How do I remove a duplicate dict in list, ignoring a dict key?

Question

I have a list of dictionaries. Each dictionary has several key-values, and a single arbitrary (but important) key-value pair. For example

thelist = [
    {"key" : "value1", "k2" : "va1", "ignore_key" : "arb1"}, 
    {"key" : "value2", "k2" : "va2", "ignore_key" : "arb11"},
    {"key" : "value2", "k2" : "va2", "ignore_key" : "arb113"}
]

I would like to remove the duplicate dictionaries such that only the non- "ignore-key" values are ignored. I have seen a related question on so - but it only considers entirely identical dicts. Is there a way to remove the almost duplicate such that the data above becomes

thelist = [
    {"key" : "value1", "k2" : "va1", "ignore_key" : "arb1"}, 
    {"key" : "value2", "k2" : "va2", "ignore_key" : "arb11"}
]

It doesn't matter which of the duplicates is ignored. How can I do this?

Thank you for your responses. Sorry - the example situation wasn't clear. There are multiple key-value pairs and only one key to ignore. — user4467853, May 17 '15 at 14:38
@DSM Yes, the values are always hashable (text and datetime objects). — user4467853, May 17 '15 at 14:39
@user4467853, I presumed they are grouped or how do you decide which to keep? — Padraic Cunningham, May 17 '15 at 14:44
Somewhat overkill but you could do no_ignore = a_dict.copy(), del no_ignore ["ignore_key"]. Then apply Ami's add as you filter recipe to add a_dict while filtering on no_ignore. — JL Peyret, May 17 '15 at 14:45
Also are there the same keys in each dict and can different keys have the same values? — Padraic Cunningham, May 17 '15 at 15:04

Padraic Cunningham · Answer 1 · 2015-05-17T15:19:53.223

Keep a set of the seen values for key and remove any dict that has the the same value:

st = set()

for d in thelist[:]:
    vals = d["key"],d["k2"]
    if vals in st:
        thelist.remove(d)
    st.add(vals)
print(thelist)

[{'k2': 'va1', 'ignore_key': 'arb1', 'key': 'value1'},
{'k2': 'va2', 'ignore_key': 'arb11', 'key': 'value2'}]

If the values are always grouped, you can use the value from key to group and get the first dict from each group:

from itertools import groupby
from operator import itemgetter
thelist[:] = [next(v) for _, v in groupby(thelist,itemgetter("key","k2"))]
print(thelist)]

print(thelist)
[{'key': 'value1', 'k2': 'va1', 'ignore_key': 'arb1'}, 
{'key': 'value2', 'k2': 'va2', 'ignore_key': 'arb11'}]

Or using a generator similar to DSM's answer to modify the original list without copying:

def filt(l):
    st = set()
    for d in l:
        vals = d["key"],d["k2"]
        if vals not in st:
            yield d
        st.add(vals)

> [MATERIAL SHOWN]
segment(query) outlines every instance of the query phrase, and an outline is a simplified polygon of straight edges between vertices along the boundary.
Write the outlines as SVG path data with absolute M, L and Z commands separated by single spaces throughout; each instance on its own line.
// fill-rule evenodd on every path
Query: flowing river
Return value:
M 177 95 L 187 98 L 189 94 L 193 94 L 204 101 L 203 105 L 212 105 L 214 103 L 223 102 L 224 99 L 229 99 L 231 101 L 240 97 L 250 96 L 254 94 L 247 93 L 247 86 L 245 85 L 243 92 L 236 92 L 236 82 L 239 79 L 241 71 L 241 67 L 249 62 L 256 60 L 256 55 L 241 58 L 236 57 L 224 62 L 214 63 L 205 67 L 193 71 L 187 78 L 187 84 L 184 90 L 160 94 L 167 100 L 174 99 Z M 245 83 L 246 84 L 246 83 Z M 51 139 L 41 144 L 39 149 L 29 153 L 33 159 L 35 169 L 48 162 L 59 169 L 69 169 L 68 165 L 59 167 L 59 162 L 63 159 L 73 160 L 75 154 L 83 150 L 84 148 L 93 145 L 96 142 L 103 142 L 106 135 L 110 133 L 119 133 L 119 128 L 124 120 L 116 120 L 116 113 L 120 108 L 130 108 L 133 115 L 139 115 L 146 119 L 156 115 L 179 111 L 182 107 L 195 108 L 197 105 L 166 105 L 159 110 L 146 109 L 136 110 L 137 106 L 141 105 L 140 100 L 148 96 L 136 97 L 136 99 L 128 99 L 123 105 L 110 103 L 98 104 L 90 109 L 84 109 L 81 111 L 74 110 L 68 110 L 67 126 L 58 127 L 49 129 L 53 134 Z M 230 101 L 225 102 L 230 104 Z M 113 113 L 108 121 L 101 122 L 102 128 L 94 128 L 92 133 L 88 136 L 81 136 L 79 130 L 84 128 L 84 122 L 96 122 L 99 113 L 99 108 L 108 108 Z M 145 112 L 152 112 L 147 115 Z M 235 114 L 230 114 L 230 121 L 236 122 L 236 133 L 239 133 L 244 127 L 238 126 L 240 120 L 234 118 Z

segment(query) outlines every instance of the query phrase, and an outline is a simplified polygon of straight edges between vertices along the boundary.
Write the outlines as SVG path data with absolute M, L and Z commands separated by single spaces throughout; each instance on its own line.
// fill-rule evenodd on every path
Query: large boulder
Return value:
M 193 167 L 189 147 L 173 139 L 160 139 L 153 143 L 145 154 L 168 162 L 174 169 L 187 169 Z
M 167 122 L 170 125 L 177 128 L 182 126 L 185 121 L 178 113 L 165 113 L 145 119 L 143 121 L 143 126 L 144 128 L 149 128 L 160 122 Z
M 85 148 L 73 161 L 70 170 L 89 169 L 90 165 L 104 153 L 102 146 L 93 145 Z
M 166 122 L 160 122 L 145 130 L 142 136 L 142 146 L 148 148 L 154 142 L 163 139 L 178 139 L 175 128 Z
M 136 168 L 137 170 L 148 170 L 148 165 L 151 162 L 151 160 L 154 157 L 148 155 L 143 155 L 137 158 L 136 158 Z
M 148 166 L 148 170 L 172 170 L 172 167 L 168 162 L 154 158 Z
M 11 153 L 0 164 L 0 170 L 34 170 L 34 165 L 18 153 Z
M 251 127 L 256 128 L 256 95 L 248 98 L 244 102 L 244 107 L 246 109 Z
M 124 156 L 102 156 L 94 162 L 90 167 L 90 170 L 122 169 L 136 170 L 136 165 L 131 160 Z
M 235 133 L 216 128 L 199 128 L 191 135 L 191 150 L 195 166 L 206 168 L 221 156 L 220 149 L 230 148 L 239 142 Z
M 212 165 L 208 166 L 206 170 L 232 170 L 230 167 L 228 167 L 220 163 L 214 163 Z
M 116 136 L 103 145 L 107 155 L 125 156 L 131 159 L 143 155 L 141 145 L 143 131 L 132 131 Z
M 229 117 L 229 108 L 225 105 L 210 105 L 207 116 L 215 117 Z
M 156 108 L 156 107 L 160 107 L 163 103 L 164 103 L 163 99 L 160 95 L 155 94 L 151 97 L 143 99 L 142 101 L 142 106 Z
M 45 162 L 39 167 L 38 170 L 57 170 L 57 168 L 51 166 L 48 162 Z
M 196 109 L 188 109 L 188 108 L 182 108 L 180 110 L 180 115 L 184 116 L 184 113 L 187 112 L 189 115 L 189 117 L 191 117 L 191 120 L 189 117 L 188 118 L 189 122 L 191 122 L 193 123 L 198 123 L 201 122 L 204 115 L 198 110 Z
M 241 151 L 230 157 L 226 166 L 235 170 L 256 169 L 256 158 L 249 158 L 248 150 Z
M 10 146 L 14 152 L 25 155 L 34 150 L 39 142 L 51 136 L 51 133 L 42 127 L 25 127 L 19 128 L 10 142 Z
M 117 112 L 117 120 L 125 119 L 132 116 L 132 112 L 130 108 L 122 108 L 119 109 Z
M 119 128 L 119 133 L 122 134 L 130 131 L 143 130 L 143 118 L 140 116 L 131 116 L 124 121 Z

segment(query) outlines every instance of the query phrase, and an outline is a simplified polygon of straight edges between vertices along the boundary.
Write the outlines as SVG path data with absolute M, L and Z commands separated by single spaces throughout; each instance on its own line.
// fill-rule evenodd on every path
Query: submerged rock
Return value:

> [WHAT IS REQUIRED]
In the forum thread about duplicate dictionaries, what kinds of objects does the asker say the values are? Rely solely on the forum thread.

> [EXERCISE RESPONSE]
Text and datetime objects, which are always hashable.